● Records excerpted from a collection
-*-*-

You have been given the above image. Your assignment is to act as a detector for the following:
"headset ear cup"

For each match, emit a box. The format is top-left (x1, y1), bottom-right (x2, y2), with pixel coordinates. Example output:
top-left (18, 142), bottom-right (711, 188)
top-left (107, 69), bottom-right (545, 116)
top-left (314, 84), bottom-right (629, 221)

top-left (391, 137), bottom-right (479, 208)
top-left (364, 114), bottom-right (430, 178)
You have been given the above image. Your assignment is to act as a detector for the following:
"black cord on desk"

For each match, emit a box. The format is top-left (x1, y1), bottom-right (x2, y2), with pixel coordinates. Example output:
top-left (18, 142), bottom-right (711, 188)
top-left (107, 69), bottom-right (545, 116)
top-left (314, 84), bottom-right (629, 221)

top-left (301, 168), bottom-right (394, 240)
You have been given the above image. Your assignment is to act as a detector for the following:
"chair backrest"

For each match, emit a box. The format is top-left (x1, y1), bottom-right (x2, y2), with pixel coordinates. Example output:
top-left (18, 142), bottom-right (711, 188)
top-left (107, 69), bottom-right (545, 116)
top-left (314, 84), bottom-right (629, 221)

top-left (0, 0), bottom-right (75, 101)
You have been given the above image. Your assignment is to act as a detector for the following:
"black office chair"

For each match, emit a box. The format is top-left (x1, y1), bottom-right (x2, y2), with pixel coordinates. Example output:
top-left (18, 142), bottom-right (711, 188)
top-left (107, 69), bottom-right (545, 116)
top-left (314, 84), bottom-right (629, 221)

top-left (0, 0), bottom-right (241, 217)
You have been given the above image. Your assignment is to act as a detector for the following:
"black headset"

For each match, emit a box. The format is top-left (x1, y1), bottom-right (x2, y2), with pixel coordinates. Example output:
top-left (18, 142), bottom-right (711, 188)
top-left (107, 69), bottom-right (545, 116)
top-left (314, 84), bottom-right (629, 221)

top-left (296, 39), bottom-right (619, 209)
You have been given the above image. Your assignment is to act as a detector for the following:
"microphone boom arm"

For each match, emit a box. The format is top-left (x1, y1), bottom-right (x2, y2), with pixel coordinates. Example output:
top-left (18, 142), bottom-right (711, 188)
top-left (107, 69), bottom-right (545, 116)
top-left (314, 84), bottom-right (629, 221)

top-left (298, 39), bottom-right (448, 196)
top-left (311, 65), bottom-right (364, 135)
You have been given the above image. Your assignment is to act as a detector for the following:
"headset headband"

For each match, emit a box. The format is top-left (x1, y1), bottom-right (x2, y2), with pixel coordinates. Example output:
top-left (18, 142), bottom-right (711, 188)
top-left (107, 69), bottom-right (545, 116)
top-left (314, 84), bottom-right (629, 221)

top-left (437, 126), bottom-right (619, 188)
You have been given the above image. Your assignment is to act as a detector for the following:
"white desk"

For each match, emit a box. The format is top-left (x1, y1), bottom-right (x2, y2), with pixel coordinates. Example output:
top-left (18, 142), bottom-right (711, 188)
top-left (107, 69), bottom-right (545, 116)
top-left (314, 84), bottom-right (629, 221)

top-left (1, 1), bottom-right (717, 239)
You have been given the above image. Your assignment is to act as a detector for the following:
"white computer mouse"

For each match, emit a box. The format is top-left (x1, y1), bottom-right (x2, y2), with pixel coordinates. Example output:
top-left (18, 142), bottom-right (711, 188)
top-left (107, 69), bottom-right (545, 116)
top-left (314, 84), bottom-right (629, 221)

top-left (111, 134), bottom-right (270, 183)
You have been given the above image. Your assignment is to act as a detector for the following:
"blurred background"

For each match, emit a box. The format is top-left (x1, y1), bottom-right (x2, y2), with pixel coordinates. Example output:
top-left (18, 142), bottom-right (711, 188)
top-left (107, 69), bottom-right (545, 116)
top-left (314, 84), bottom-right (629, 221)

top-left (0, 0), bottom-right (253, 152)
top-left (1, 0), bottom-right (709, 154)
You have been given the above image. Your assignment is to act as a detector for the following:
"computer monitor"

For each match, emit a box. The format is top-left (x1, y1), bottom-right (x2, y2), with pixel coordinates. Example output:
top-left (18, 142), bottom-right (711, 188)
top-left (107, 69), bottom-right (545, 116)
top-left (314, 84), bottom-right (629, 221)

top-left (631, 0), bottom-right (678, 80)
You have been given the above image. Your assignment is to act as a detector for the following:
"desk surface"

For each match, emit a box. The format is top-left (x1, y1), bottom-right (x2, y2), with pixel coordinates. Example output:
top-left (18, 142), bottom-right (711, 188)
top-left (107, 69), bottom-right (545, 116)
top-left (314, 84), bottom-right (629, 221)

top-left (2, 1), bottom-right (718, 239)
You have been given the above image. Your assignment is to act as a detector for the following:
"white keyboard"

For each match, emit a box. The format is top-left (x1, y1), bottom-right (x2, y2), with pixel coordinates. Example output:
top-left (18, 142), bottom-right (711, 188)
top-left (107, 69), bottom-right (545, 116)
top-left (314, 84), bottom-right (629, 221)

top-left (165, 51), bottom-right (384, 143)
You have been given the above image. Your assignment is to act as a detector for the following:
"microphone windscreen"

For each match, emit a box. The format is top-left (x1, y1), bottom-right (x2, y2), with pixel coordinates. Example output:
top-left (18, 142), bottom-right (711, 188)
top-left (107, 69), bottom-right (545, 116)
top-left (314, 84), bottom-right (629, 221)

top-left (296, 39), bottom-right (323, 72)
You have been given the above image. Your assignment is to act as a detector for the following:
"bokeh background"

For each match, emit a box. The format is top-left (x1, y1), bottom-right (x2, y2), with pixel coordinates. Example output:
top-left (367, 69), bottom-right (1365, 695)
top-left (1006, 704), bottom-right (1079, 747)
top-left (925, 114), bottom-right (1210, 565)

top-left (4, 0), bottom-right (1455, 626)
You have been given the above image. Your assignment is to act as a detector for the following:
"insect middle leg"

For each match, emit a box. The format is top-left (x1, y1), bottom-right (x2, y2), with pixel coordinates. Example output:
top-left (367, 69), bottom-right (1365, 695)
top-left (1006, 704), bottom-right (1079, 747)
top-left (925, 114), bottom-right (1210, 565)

-*-*-

● PROBLEM STATEMENT
An exact retyping of every line in the records is needed.

● THE COMPLETED TASK
You have been given the above image. Your assignment is to act as a detector for the following:
"headset ear cup"

For each match, emit a box. The format is top-left (x1, y1), bottom-right (x2, y2), with pixel coordinates. Example output:
top-left (18, 142), bottom-right (711, 188)
top-left (107, 69), bottom-right (545, 116)
top-left (314, 84), bottom-right (629, 221)

top-left (391, 137), bottom-right (479, 208)
top-left (364, 114), bottom-right (430, 178)
You have been given the above image. Your assignment is to act as a detector for the following:
"black cord on desk"

For each match, emit a box. The format is top-left (x1, y1), bottom-right (x2, y2), with pixel coordinates. Example output:
top-left (18, 142), bottom-right (711, 188)
top-left (107, 69), bottom-right (545, 116)
top-left (314, 84), bottom-right (629, 221)

top-left (301, 168), bottom-right (394, 240)
You have been given the above image. Your assignment is to act as a detector for the following:
"chair backrest"

For each match, emit a box. The format is top-left (x1, y1), bottom-right (x2, y2), with pixel coordinates. Example output:
top-left (18, 142), bottom-right (711, 188)
top-left (107, 69), bottom-right (545, 116)
top-left (314, 84), bottom-right (629, 221)

top-left (0, 0), bottom-right (75, 101)
You have been given the above image. Your assignment is to act as a detector for the following:
"black office chair"

For each match, emit a box. The format is top-left (x1, y1), bottom-right (x2, y2), with pixel coordinates. Example output:
top-left (18, 142), bottom-right (711, 188)
top-left (107, 69), bottom-right (545, 116)
top-left (314, 84), bottom-right (629, 221)

top-left (0, 0), bottom-right (241, 217)
You have been given the above image. Your assignment is to act as a detector for the following:
"black headset"

For each match, emit a box. The format is top-left (x1, y1), bottom-right (x2, y2), with pixel coordinates. Example output:
top-left (18, 142), bottom-right (711, 188)
top-left (107, 69), bottom-right (545, 116)
top-left (314, 84), bottom-right (629, 221)

top-left (296, 39), bottom-right (619, 209)
You have been given the above image. Your assignment is to act as a detector for the following:
"microphone boom arm"

For each match, emit a box. The format is top-left (x1, y1), bottom-right (x2, y2), with pixel coordinates. Example output:
top-left (18, 142), bottom-right (711, 188)
top-left (107, 69), bottom-right (545, 116)
top-left (314, 84), bottom-right (629, 221)

top-left (298, 39), bottom-right (448, 196)
top-left (311, 65), bottom-right (364, 135)
You have been given the above image. Your assignment is to act as a detector for the following:
"headset headband"

For each match, emit a box. The format is top-left (x1, y1), bottom-right (x2, y2), with pixel coordinates. Example output:
top-left (18, 142), bottom-right (711, 188)
top-left (107, 69), bottom-right (545, 116)
top-left (314, 84), bottom-right (629, 221)

top-left (437, 126), bottom-right (619, 188)
You have been given the above image. Your assignment is to act as a detector for the following:
"white desk"

For each match, emit a box. The format is top-left (x1, y1), bottom-right (x2, y2), with pixel coordinates. Example output:
top-left (18, 142), bottom-right (711, 188)
top-left (107, 69), bottom-right (545, 116)
top-left (314, 84), bottom-right (629, 221)

top-left (1, 1), bottom-right (717, 239)
You have been given the above image. Your assignment is to act as a detector for the following:
"white computer mouse"

For each match, emit a box. The format is top-left (x1, y1), bottom-right (x2, y2), with pixel coordinates. Example output:
top-left (18, 142), bottom-right (711, 188)
top-left (107, 69), bottom-right (545, 116)
top-left (314, 84), bottom-right (629, 221)

top-left (111, 134), bottom-right (270, 183)
You have been given the above image. Your assignment is to act as a detector for the following:
"blurred background"

For each match, emit a box. The format is top-left (x1, y1), bottom-right (x2, y2), with pixel coordinates. Example output:
top-left (18, 142), bottom-right (711, 188)
top-left (107, 69), bottom-right (545, 116)
top-left (314, 84), bottom-right (629, 221)

top-left (0, 0), bottom-right (253, 152)
top-left (1, 0), bottom-right (709, 154)
You have been given the above image. Your assignment is to act as a detector for the following:
"computer monitor"

For each match, emit a box. The format is top-left (x1, y1), bottom-right (x2, y2), with pixel coordinates. Example output:
top-left (18, 142), bottom-right (711, 188)
top-left (107, 69), bottom-right (545, 116)
top-left (314, 84), bottom-right (629, 221)

top-left (631, 0), bottom-right (678, 80)
You have been given the above image. Your assignment is to act as a detector for the following:
"desk surface"

For each match, emit a box. The format is top-left (x1, y1), bottom-right (x2, y2), with pixel coordinates. Example output:
top-left (18, 142), bottom-right (711, 188)
top-left (107, 69), bottom-right (545, 116)
top-left (314, 84), bottom-right (629, 221)

top-left (2, 1), bottom-right (718, 239)
You have been given the above image. Your assignment is to act as a detector for the following:
"white keyboard"

For each match, emit a box. The format is top-left (x1, y1), bottom-right (x2, y2), with pixel coordinates. Example output:
top-left (18, 142), bottom-right (711, 188)
top-left (107, 69), bottom-right (545, 116)
top-left (314, 84), bottom-right (629, 221)

top-left (165, 51), bottom-right (384, 143)
You have been given the above image. Your assignment is to act as a detector for the following:
"microphone windscreen"

For each match, emit a box. The format is top-left (x1, y1), bottom-right (x2, y2), with pixel coordinates. Example output:
top-left (18, 142), bottom-right (711, 188)
top-left (107, 69), bottom-right (545, 116)
top-left (314, 84), bottom-right (629, 221)

top-left (296, 39), bottom-right (323, 72)
You have been given the above image. Your assignment is to act as a detector for the following:
"bokeh background"

For each match, emit a box. The format is top-left (x1, y1), bottom-right (x2, y2), with pixel coordinates. Example output:
top-left (367, 69), bottom-right (1365, 695)
top-left (1006, 704), bottom-right (1079, 747)
top-left (925, 114), bottom-right (1210, 565)

top-left (4, 0), bottom-right (1455, 626)
You have been given the above image. Your assignment is to act as a detector for the following:
"insect middle leg"

For each match, emit a box. The format is top-left (x1, y1), bottom-right (x2, y2), with pixel coordinates. Example output:
top-left (367, 69), bottom-right (1365, 695)
top-left (1006, 704), bottom-right (1079, 747)
top-left (925, 114), bottom-right (1210, 565)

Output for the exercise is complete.